# START OF DATA SUPPLIED

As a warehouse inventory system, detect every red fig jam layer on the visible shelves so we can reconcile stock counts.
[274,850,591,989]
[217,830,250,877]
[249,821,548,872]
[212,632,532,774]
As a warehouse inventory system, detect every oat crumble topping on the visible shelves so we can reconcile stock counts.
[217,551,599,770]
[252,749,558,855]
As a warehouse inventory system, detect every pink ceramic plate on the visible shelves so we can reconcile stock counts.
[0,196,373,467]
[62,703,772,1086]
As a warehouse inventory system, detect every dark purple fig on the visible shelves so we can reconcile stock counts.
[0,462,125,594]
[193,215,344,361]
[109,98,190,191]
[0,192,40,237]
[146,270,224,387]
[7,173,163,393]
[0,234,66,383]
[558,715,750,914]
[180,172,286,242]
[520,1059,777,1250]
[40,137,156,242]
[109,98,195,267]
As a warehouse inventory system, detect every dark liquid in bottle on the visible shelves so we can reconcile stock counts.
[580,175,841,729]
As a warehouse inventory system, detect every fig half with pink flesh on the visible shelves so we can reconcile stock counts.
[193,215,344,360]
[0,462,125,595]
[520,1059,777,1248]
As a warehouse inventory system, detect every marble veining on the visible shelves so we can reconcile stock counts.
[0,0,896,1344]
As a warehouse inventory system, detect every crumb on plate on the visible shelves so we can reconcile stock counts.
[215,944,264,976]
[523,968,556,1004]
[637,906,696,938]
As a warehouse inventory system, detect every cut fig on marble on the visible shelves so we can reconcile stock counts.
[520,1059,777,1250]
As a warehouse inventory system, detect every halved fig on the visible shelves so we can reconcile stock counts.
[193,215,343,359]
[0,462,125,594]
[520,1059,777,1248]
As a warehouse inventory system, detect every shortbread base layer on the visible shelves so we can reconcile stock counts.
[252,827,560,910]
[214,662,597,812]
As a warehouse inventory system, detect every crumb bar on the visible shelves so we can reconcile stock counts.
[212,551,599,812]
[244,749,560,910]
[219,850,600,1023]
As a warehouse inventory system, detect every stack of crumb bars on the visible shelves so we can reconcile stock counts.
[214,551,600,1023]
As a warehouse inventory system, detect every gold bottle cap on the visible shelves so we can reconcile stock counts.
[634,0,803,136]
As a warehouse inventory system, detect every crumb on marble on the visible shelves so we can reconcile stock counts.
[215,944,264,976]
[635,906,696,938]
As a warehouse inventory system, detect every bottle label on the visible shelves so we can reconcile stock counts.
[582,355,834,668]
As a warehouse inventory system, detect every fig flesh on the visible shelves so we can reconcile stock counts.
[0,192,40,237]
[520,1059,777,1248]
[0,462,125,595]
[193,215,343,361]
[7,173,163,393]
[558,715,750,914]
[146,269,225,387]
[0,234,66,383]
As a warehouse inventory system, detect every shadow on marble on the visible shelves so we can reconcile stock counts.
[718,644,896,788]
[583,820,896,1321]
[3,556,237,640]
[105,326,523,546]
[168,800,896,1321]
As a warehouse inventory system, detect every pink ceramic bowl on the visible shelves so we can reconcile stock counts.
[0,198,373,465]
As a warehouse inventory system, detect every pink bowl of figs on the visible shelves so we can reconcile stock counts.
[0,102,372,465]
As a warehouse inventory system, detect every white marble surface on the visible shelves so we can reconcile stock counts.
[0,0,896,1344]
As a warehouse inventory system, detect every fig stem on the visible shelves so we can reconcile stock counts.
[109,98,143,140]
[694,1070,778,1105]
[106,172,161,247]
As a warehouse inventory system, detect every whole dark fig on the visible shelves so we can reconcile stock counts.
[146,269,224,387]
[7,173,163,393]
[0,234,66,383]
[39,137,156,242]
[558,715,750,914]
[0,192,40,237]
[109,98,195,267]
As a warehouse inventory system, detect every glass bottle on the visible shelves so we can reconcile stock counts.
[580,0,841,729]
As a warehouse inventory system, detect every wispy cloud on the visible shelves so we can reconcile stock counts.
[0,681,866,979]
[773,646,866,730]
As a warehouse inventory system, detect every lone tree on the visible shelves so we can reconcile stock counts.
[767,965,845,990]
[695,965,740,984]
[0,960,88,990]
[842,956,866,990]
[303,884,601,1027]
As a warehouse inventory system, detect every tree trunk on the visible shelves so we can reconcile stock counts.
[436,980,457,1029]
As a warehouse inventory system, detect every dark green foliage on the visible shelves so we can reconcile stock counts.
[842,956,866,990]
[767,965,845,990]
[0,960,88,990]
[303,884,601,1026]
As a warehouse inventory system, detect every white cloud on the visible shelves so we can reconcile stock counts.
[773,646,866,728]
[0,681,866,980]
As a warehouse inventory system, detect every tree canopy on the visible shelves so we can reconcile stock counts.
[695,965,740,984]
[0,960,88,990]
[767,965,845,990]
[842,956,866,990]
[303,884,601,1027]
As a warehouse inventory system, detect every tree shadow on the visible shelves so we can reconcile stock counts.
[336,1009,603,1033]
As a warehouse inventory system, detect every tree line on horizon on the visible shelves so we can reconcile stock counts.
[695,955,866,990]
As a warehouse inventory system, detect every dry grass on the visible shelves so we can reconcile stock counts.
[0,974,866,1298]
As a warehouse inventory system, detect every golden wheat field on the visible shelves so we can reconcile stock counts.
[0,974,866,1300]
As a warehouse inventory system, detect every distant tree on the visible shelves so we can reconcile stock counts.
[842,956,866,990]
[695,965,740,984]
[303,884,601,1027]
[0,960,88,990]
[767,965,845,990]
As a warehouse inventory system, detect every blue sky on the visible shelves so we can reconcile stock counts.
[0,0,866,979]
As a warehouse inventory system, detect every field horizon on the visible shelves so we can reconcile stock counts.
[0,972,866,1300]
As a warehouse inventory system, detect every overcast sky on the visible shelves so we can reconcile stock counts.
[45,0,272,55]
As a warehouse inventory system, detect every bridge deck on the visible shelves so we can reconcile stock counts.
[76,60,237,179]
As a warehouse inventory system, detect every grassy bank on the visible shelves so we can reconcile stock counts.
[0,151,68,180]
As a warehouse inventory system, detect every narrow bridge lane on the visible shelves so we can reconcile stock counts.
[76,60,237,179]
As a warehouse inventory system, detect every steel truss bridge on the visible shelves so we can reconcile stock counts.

# END OF DATA SUPPLIED

• _TASK REQUIREMENTS_
Print the part of the data above that opens with the line containing "As a warehouse inventory system, detect every overcast" and closes with the line containing "[0,151,68,180]", both lines included, reproducing each line word for word and nothing else.

• _SOLUTION TO THIS TASK_
As a warehouse inventory system, detect every overcast sky on the visible shelves so we can reconcile stock counts.
[45,0,272,55]
As a warehouse inventory system, detect every bridge deck on the visible shelves so we can reconcile stock counts.
[76,60,237,179]
As a warehouse inventory system, detect every grassy bank on the visible shelves so we can reconcile stock counts.
[0,151,68,180]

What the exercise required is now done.